### SELECTED EXTRACT
I mean the italicized portion, 1000% agree. And honestly, we can definitely cut down the number of factories by cannibalizing defense factories (i.e., rip them apart for useful stuff and burn the rest), although I honestly don't know what number of factories is reasonable, or if the number of factories is even a helpful metric.
Anti-Civ/Green Anarchy isn’t AnPrim where we go live as cave men with nothing, it’s reassessing our relationship with production and choosing sensible uses focused on minimising harm.
That's awesome and I agree we should do that, and thank you for making the distinction explicit. Honestly, I just want to see more anarchists in my engineering courses. Like I 1000% recognize that the big problems today (capitalism, racism, the State, colonialism, climate change) are social problems that don't have pure technological fixes...but technology is certainly gonna be a part of the social solutions.
Searching 'anti-civ' gives anprim results, and "Green Anarchy" gives a wiki page which largely associates the term with Deep Ecology (which shares most of the unpleasant implications of anprims) and... anprim ideology.
You can always lie down and RETVRN to the nitrogen cycle
Or you can fertilise the soil with CEOs and politicians.
Not the biggest fan of dying, personally.
Funny I don’t see any mention of that on there.
But don’t fret the pollution, microplastics, and global warming have all but guaranteed an early death for billions.
Funny I don’t see any mention of that on there.
Anti-civ implies it weakly, Desert, which advocates for primitivism and accelerationism, implies it strongly.
But don’t fret the pollution, microplastics, and global warming have all but guaranteed an early death for billions.
I might be of the controversial opinion that those are also bad.
The question is, which is worse? The average life expectancy being reduced from ~75 to ~60 by unaddressed industrial concerns, assuming we continue to fail to address them (admittedly not an unfair position, considering that we haven't addressed them adequately so far)? Or the average life expectancy being reduced from ~70 to ~30 by the complete collapse of all modern technology and the regression to a subsistence lifestyle?
That is, of course, assuming we aren't including the necessary initial population collapse from ~8 billion or so people to less than 1 billion. That death toll might skew the averages a little lower.
Opposing one disaster does not require embracing another.
. . . Desert doesn’t advocate for primitivism or accelerationism? No offence, but it’s clear you’ve not read it.

### RECORDED DATA
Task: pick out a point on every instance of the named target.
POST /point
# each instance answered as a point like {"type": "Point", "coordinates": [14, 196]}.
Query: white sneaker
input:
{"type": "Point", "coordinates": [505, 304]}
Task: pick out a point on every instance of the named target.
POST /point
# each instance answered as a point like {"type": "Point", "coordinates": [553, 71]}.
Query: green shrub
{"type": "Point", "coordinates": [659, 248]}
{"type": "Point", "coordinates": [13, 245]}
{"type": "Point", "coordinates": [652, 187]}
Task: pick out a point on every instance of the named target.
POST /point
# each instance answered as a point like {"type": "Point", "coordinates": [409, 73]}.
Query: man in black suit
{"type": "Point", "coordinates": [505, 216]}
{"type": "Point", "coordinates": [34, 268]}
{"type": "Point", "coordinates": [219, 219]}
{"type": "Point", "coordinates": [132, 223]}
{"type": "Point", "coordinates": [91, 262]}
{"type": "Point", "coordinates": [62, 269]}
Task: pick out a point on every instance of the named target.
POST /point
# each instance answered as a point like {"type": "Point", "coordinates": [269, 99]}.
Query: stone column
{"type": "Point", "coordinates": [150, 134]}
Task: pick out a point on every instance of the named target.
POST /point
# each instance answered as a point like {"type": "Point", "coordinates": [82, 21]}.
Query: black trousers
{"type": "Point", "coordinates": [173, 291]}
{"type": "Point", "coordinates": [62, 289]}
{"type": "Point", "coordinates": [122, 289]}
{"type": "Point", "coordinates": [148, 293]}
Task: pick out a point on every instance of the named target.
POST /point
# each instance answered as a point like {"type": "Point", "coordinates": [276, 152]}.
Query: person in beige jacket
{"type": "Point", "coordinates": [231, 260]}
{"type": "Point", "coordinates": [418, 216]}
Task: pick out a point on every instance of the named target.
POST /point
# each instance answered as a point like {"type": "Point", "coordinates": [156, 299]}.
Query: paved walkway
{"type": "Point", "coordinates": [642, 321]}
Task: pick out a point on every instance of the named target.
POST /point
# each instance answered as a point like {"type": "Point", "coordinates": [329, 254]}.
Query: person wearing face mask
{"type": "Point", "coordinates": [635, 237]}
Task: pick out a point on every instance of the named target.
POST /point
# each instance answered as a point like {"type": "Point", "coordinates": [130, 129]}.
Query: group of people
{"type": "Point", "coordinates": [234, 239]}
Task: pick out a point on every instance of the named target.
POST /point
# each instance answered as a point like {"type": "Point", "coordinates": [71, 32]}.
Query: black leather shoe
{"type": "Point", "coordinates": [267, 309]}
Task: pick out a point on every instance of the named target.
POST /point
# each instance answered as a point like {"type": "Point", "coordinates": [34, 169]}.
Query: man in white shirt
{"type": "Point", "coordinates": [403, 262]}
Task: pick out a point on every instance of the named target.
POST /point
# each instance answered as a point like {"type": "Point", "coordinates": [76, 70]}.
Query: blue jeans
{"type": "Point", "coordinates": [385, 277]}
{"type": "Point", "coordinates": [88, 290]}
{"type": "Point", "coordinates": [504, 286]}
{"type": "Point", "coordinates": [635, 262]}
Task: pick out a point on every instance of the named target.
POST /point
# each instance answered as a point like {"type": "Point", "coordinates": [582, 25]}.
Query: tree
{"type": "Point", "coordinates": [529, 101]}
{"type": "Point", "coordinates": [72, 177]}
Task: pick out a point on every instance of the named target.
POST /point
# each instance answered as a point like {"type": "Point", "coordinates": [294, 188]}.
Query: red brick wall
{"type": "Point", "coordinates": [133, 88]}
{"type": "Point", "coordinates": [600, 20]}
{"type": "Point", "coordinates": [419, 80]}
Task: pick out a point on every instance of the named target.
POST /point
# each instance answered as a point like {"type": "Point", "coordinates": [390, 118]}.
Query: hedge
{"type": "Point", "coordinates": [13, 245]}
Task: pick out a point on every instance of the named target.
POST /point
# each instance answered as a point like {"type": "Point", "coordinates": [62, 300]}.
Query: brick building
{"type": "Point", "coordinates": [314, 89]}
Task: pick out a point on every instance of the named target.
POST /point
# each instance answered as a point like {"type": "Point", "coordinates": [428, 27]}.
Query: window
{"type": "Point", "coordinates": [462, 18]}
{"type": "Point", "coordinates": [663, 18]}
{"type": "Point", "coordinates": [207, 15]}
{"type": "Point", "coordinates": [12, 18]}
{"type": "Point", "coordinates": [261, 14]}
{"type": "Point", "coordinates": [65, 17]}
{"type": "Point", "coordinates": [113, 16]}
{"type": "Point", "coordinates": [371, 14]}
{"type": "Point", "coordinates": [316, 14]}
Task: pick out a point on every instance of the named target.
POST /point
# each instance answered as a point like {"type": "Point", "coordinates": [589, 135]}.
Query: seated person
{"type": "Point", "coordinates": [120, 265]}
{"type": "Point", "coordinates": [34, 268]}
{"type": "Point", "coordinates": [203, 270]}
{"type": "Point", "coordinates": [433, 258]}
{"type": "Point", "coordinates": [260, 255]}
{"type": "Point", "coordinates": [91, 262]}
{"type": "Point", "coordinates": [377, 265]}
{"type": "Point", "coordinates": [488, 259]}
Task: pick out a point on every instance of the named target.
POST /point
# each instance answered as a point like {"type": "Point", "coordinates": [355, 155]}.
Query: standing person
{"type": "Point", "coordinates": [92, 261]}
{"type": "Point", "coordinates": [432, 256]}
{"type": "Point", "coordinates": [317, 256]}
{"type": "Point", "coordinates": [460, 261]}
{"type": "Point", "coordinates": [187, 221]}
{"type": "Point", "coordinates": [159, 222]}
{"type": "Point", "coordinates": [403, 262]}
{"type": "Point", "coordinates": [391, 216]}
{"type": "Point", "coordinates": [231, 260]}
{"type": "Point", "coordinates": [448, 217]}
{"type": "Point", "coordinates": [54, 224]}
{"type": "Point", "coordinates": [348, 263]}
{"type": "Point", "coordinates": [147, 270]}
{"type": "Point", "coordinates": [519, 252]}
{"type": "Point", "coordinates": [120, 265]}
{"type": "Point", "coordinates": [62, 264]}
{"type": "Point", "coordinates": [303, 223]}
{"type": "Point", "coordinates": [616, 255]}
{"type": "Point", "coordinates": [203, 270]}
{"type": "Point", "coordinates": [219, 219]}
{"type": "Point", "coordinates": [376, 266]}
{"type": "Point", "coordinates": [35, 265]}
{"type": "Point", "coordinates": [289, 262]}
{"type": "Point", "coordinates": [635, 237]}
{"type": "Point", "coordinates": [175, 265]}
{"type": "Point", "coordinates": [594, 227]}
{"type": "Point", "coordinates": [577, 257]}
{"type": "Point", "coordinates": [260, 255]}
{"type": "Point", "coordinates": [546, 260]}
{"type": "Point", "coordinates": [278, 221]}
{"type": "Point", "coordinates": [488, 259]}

### EXERCISES
1. In the thread on green anarchy, what does one participant say Anti-Civ/Green Anarchy is, in contrast to AnPrim?
2. Summarize the thread on green anarchy in two sentences.
Rely only on the thread for these tasks.

### SET OF ANSWERS
1. It is a reassessment of our relationship with production, choosing sensible uses focused on minimizing harm.

2. The thread discusses Anti-Civ/Green Anarchy, which one participant describes as rethinking production to minimize harm rather than living as cave men, while another says searches for the terms mostly turn up anarcho-primitivist results. One participant weighs the drop in life expectancy from unaddressed industrial problems against a far steeper drop from the collapse of modern technology, and another replies that opposing one disaster does not require embracing another.